— START Supplied passage —

Amazon OpenSearch Service has long provided robust support for both lexical and semantic search thanks to its k-nearest neighbors (k-NN) plugin. By utilizing OpenSearch Service as a vector database, you can effectively merge the benefits of lexical and vector search. The newly introduced neural search feature in OpenSearch Service 2.9 greatly enhances integration with artificial intelligence (AI) and machine learning (ML) models, making it easier to apply semantic search techniques.
For decades, lexical search methods such as TF/IDF or BM25 have been the backbone of search systems. These traditional algorithms focus on matching user queries with precise words or phrases found in your documents. Lexical search excels in providing exact matches, exhibits low latency, and offers a high degree of interpretability for results, allowing it to generalize well across various domains. However, this method often overlooks the context or meaning behind the words, potentially resulting in irrelevant outcomes.
Recently, semantic search techniques based on vector embeddings have gained traction as a means to enhance search capabilities. Semantic search allows for a more context-aware approach, enabling a better understanding of the natural language queries posed by users. Nonetheless, semantic search dependent on vector embeddings necessitates fine-tuning of the ML model for the relevant domain (like healthcare or retail) and generally requires more memory resources compared to basic lexical search.
Both lexical and semantic search come with their unique advantages and disadvantages. The combination of these two approaches enhances search result quality by leveraging the strengths of each in a hybrid model. OpenSearch Service 2.11 now provides built-in hybrid query capabilities, making it simple to implement a hybrid search model that integrates both lexical and semantic search.
This article will delve into the mechanics of hybrid search and guide you through building a hybrid search solution using OpenSearch Service. We will conduct experiments with sample queries to explore and compare lexical, semantic, and hybrid search methodologies. All code utilized in this post is publicly available on GitHub.
Hybrid Search with OpenSearch Service
In essence, hybrid search that merges lexical and semantic search consists of the following steps:
- Execute a semantic and lexical search using a compound search query clause.
- Each query type returns scores on different scales. For instance, a Lucene lexical search query will yield scores ranging from 1 to infinity, while a semantic query using the Faiss engine will produce scores between 0 and 1. Thus, normalization of scores from each query type is necessary to align them on a common scale before combining. In a distributed search engine, this normalization must occur at the global level rather than at the shard or node level.

— END Supplied passage —

■ **Objective 1**
According to the article on hybrid search in OpenSearch Service, which version of the service provides built-in hybrid query capabilities?

— START Records for this task —

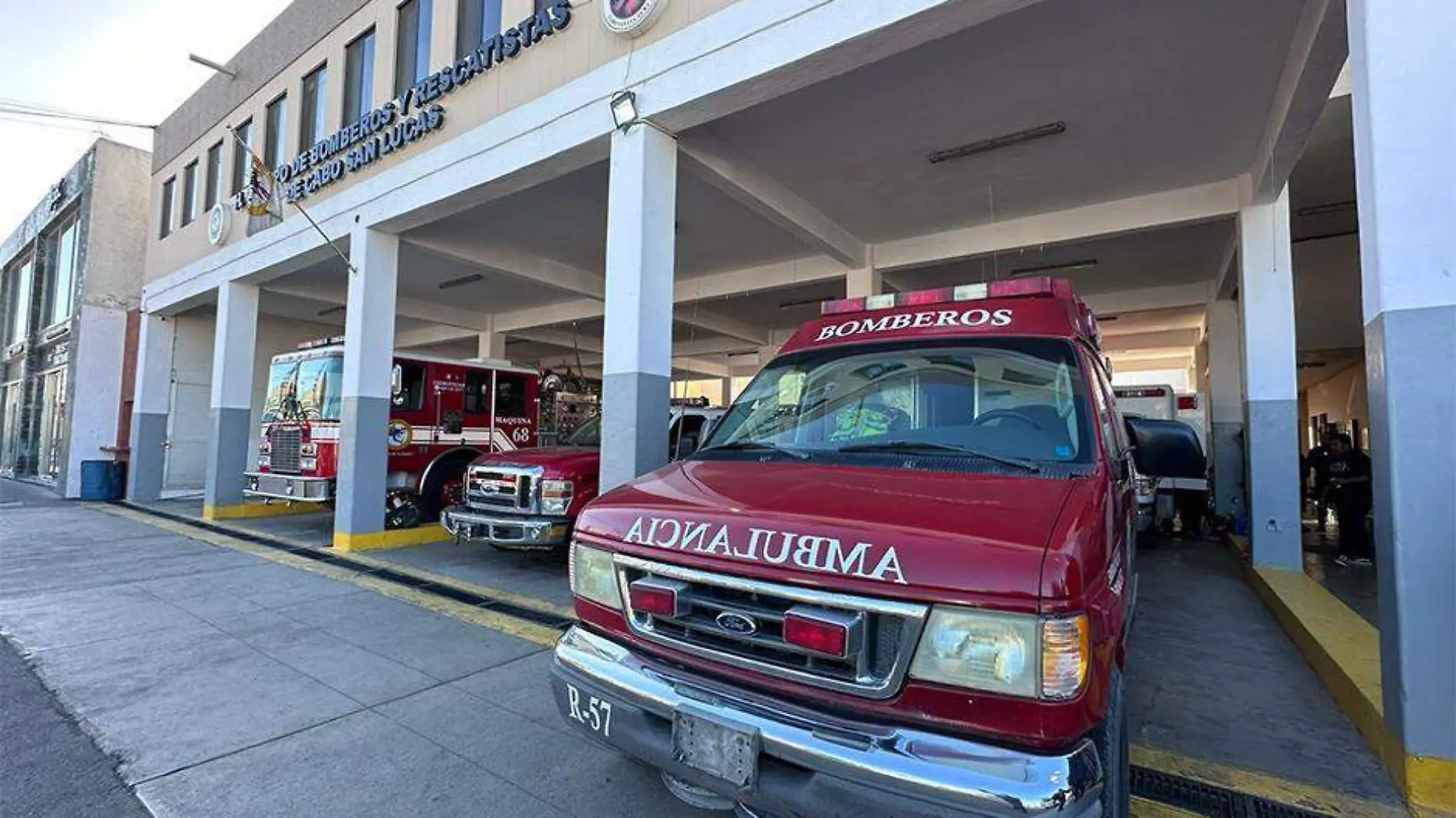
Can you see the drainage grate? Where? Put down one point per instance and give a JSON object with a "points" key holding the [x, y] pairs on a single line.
{"points": [[1210, 800], [386, 573]]}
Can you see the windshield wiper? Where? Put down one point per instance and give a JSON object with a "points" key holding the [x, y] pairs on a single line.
{"points": [[756, 445], [922, 445]]}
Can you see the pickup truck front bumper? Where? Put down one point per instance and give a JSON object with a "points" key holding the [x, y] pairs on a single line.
{"points": [[810, 763], [506, 531]]}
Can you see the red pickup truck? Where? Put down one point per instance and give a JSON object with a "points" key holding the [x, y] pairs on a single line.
{"points": [[896, 580]]}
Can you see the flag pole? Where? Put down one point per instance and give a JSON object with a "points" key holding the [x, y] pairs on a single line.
{"points": [[260, 166]]}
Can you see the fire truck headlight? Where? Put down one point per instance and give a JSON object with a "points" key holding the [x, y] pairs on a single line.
{"points": [[1004, 652], [593, 577], [556, 497]]}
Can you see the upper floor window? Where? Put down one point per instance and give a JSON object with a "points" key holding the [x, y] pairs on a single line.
{"points": [[168, 188], [215, 176], [359, 76], [312, 107], [63, 281], [242, 157], [189, 192], [412, 53], [18, 301], [274, 123], [478, 21]]}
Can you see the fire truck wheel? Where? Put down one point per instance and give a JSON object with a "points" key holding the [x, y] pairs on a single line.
{"points": [[1111, 744], [402, 511]]}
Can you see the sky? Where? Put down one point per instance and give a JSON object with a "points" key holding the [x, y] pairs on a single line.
{"points": [[113, 58]]}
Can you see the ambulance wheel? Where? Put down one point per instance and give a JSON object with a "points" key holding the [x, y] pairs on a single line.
{"points": [[1111, 744], [402, 511]]}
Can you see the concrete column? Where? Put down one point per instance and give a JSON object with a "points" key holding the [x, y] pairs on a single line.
{"points": [[1405, 176], [147, 463], [1226, 408], [229, 450], [1271, 409], [638, 340], [369, 354]]}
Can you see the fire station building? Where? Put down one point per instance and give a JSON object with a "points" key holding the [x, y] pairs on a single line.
{"points": [[1254, 195]]}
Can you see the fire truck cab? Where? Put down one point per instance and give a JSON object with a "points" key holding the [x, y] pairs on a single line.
{"points": [[896, 580], [443, 416]]}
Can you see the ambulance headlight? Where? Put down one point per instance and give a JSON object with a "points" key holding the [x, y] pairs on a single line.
{"points": [[593, 577], [1002, 652], [555, 497]]}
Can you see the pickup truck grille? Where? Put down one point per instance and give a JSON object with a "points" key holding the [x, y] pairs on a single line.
{"points": [[284, 445], [875, 670], [503, 488]]}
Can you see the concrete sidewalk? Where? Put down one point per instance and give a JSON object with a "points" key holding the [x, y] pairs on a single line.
{"points": [[233, 686]]}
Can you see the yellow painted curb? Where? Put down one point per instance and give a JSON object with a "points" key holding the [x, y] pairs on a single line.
{"points": [[395, 539], [249, 510], [1263, 785], [1344, 649]]}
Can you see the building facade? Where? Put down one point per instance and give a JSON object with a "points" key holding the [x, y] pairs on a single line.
{"points": [[71, 283], [658, 191]]}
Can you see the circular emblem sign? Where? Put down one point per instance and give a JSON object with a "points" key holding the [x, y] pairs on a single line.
{"points": [[399, 434], [218, 220], [737, 623], [631, 18]]}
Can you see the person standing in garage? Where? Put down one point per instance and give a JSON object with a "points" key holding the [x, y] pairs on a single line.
{"points": [[1350, 482]]}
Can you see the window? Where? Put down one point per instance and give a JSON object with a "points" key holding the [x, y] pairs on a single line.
{"points": [[64, 280], [359, 76], [478, 21], [242, 140], [976, 405], [166, 205], [412, 47], [274, 121], [215, 176], [408, 386], [18, 303], [477, 389], [510, 396], [189, 192], [310, 110]]}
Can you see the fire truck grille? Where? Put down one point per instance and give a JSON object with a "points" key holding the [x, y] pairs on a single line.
{"points": [[503, 488], [874, 669], [284, 450]]}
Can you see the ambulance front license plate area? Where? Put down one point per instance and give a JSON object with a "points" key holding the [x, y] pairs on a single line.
{"points": [[720, 748]]}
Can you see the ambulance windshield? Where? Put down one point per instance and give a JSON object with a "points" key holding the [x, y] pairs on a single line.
{"points": [[964, 403], [305, 389]]}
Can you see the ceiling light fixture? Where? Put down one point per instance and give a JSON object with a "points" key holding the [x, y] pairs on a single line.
{"points": [[624, 110], [1005, 140], [461, 281], [1326, 209], [1038, 270]]}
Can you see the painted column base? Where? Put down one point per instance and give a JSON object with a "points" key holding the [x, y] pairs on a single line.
{"points": [[635, 411], [229, 458]]}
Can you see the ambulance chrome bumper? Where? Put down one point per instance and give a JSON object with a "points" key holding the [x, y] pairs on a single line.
{"points": [[810, 763], [506, 531]]}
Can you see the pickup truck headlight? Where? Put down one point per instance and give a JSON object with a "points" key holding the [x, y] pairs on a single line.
{"points": [[593, 577], [555, 497], [1004, 652]]}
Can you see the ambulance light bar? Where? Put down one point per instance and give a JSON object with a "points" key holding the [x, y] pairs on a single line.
{"points": [[1009, 288]]}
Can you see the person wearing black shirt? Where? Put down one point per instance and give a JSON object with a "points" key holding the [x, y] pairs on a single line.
{"points": [[1350, 485], [1318, 462]]}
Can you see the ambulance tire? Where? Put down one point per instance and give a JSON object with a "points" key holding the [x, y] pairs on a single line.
{"points": [[1110, 738]]}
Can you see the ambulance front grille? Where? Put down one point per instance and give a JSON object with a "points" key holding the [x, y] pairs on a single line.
{"points": [[875, 670], [284, 445]]}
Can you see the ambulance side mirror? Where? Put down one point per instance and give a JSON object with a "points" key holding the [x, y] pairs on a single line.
{"points": [[1166, 448]]}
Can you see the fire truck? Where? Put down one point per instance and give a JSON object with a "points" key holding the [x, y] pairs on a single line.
{"points": [[443, 416], [896, 580]]}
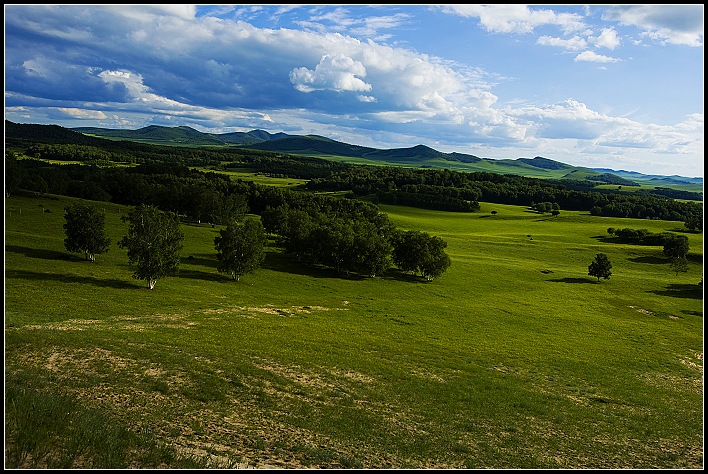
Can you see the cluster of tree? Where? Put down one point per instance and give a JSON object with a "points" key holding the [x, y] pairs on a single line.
{"points": [[675, 245], [439, 189], [509, 189], [600, 267], [610, 178], [368, 246], [154, 240]]}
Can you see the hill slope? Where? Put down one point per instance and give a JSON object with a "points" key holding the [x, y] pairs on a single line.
{"points": [[314, 145]]}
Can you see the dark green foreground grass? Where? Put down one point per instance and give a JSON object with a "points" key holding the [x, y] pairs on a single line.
{"points": [[514, 358]]}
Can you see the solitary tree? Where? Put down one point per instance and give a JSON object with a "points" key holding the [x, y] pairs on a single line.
{"points": [[676, 246], [416, 251], [435, 260], [153, 242], [600, 267], [85, 230], [240, 247], [679, 265]]}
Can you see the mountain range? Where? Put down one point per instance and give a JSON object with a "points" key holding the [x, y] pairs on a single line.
{"points": [[420, 156]]}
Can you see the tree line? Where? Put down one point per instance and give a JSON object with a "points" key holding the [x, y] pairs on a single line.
{"points": [[154, 240]]}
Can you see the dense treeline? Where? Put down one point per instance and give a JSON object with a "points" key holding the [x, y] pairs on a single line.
{"points": [[440, 189], [390, 183]]}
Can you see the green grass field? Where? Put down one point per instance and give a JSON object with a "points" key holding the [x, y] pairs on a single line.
{"points": [[514, 358]]}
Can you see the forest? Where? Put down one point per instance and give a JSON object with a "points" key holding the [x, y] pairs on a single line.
{"points": [[165, 176]]}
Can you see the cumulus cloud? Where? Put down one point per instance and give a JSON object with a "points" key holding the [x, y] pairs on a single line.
{"points": [[576, 43], [672, 24], [608, 39], [516, 18], [131, 65], [591, 56], [82, 113], [338, 73]]}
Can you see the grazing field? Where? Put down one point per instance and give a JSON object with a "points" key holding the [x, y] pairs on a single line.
{"points": [[513, 358]]}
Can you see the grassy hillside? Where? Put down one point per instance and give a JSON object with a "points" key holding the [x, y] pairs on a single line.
{"points": [[514, 358]]}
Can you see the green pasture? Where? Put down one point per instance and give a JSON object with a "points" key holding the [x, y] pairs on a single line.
{"points": [[513, 358]]}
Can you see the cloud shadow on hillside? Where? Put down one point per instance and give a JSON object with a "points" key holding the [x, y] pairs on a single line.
{"points": [[63, 278], [572, 280], [680, 290], [44, 254]]}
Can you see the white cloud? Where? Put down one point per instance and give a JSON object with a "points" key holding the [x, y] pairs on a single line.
{"points": [[82, 113], [591, 56], [334, 72], [516, 18], [576, 43], [608, 39], [672, 24]]}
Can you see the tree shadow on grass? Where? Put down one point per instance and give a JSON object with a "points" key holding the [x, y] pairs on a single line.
{"points": [[282, 262], [204, 260], [651, 260], [200, 275], [572, 280], [680, 290], [43, 253], [63, 278]]}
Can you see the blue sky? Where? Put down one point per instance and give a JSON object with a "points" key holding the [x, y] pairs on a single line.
{"points": [[617, 87]]}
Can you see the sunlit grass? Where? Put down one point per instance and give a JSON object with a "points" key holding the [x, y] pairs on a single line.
{"points": [[514, 358]]}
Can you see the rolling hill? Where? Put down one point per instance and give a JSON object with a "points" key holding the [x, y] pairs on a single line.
{"points": [[419, 156]]}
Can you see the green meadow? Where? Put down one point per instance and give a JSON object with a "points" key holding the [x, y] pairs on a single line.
{"points": [[513, 358]]}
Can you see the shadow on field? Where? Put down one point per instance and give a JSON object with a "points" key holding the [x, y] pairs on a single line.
{"points": [[652, 260], [572, 280], [106, 283], [681, 290], [603, 238], [200, 275], [43, 253], [280, 262], [204, 260]]}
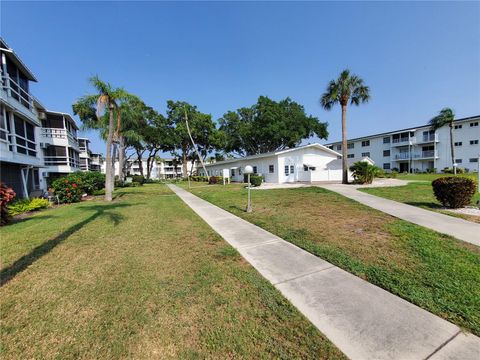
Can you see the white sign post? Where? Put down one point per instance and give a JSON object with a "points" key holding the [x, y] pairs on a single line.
{"points": [[248, 170]]}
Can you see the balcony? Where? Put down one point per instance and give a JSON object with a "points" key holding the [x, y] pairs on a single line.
{"points": [[62, 161], [428, 138], [56, 133], [416, 156], [403, 141]]}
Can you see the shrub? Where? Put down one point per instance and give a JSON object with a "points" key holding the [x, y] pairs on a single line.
{"points": [[454, 192], [364, 173], [67, 189], [255, 180], [26, 205], [139, 179], [6, 195]]}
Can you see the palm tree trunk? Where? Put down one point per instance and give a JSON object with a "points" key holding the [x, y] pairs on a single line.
{"points": [[452, 150], [121, 159], [108, 159], [344, 146]]}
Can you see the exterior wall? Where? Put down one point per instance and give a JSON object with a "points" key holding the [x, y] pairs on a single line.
{"points": [[323, 166], [420, 152]]}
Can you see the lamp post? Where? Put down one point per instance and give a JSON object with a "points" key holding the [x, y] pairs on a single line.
{"points": [[248, 170]]}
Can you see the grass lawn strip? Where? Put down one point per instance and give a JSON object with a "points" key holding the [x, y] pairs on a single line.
{"points": [[419, 194], [142, 277], [431, 270]]}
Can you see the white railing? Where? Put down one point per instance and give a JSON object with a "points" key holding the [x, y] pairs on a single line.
{"points": [[14, 90], [421, 155], [61, 160], [56, 133]]}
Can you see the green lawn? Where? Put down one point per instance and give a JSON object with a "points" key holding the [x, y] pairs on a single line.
{"points": [[418, 194], [141, 277], [434, 271], [431, 177]]}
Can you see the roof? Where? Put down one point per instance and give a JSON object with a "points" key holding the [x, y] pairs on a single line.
{"points": [[16, 60], [274, 153], [402, 130]]}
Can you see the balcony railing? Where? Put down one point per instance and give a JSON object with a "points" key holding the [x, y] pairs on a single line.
{"points": [[421, 155], [55, 133], [61, 160], [14, 90]]}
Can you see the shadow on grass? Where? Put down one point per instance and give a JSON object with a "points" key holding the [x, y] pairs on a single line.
{"points": [[424, 204], [25, 261]]}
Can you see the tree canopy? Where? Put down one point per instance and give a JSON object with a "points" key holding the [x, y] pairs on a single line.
{"points": [[268, 126]]}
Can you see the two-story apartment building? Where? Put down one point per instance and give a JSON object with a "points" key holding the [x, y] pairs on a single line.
{"points": [[419, 149], [20, 155], [36, 145]]}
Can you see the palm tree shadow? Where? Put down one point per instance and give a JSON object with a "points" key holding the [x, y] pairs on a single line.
{"points": [[25, 261]]}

— END Records for this task —

■ **Objective 2**
Set down word for word the lines of the records from the one containing "Can you see the two-story" through the end of the records.

■ **Correct result 1**
OpenSearch Service 2.11

■ **Correct result 2**
Can you see the two-story apartment building? Where? Put down one point per instance and give a JSON object with a "points" key holding the [x, y] pairs on a single line.
{"points": [[419, 149], [20, 155], [36, 145]]}
Can you see the palm tree shadow? Where? Put down one point per instance and give a JSON object with a "points" key holding the [x, y] pairs on a single line.
{"points": [[25, 261]]}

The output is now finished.